Requirements —
#1 In the Fringe Fridays blog posts, what kind of camera did Dunc c. use to make his film?
#2 Return the passage of the Fringe Fridays blog posts from "In the olden" to "get from digital.", copying it word for word.
#3 Resume the Fringe Fridays blog posts, writing on from their final sentence.

Text section —
------------------------------------------------------------

Fringe Fridays: 8-Bit Meth Minute

Did you catch last week’s 8-Bit Meth Minute? The Meth Minute is, of course, the weekly animation show put out by one Dan Meth, a genius in short-format animation. It all started with Internet People, a rousing genre-establishing compilation of Internet personalities. Since then Dan has turned James Brown into a robot, introduced us to a rock star accountant, took Mike Tyson to brunch, and made stars out of Watermelons. Last week, the Meth Minute did a retrospective of sorts, squishing the whole series into an ode to 8-bit video games. The result? Nothing short of genius!

Now, if you’ll excuse me, I’m off to play Super Mario Brothers.

-Kent, Yahoo! Video Team

Fringe Fridays: State of Origin

In the olden days, we didn’t have digital cameras. Everything was shot on film. But even in today’s high-tech wonderland of CCDs, DLPs, and DVDs, some people still do things the old fashioned way. Among these proud anachronists is one Dunc c. He used a Super 8 camera to show “the contrasts of a home in the north of Australia & one in Sydney with Mt. Warning in between.” The result is a beautiful hyper-speed journey in colours and textures you just can’t get from digital.

State of Origin: Think of a Circle

-Kent, Yahoo! Video Team

Fringe Fridays: Freaky But True

Welcome, once again, to the off-kilter virtual curiosity shop I like to call Fringe Fridays, our nearly weekly look at animation and experimental web video. I’m excited to see the second episode of Freaky But True’s The Silent But Deadly Service has made its way to our port. There’s just something I like about the flat sitcom-like jokes in conjunction with the crew’s blasé acceptance of their strange underwater existence. And this episode ups both of those factors. If you haven’t seen episode one, you’ll want to click on the second video in the playlist and watch that one first.

------------------------------------------------------------

Supplied data —

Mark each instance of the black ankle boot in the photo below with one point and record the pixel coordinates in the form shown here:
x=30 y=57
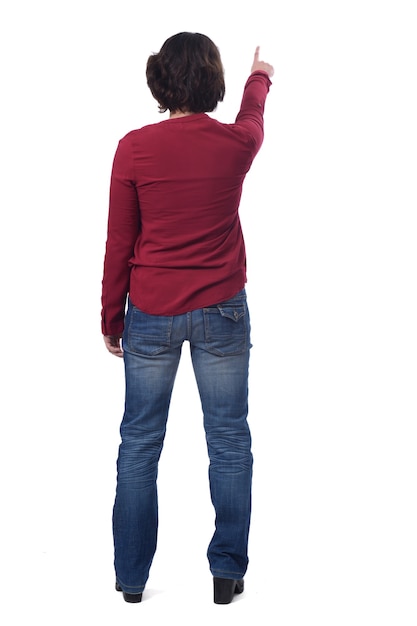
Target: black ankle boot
x=225 y=589
x=129 y=597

------------------------------------------------------------

Expected results —
#1 A Super 8 camera.

#2
In the olden days, we didn’t have digital cameras. Everything was shot on film. But even in today’s high-tech wonderland of CCDs, DLPs, and DVDs, some people still do things the old fashioned way. Among these proud anachronists is one Dunc c. He used a Super 8 camera to show “the contrasts of a home in the north of Australia & one in Sydney with Mt. Warning in between.” The result is a beautiful hyper-speed journey in colours and textures you just can’t get from digital.

#3
Everything from these guys is pretty darn good, just check out the Diabolical Experiments series.

-Kent, Yahoo! Video Team

Fringe Fridays: Zune Arts

Zune Arts is putting out some pretty amazing stuff. Zune Arts is Microsoft’s campaign to out-artsy Apple in the music player wars. I’m not sure if it’s helping sell any more of the plastic players, but it is helping some pretty creative folks to collaborate and get their work out there. Here’s the latest, a puppet-powered take on Michael Jackson’s Thriller:

-Kent, Yahoo! Video Team

Fringe Fridays: Introducing Diagonal View

Fringe Fridays is about bringing you the strange and extraordinary in online video every week. Sometimes, as the saying goes, truth is stranger than fiction. No one exemplifies this better than Diagonal View. Some of our favorite content lately has come from them.

Whether it’s a car-flipping contest, a Belgian bar made of beer crates, a Star-Trek-themed apartment, a soccer mascot race, or a two-headed snake, they bring us things we never new existed. It may not be as artsy as last week’s adventures of a wandering light bulb, but the fact that it’s all true, well, that’s something special.

They have a website you can check out here.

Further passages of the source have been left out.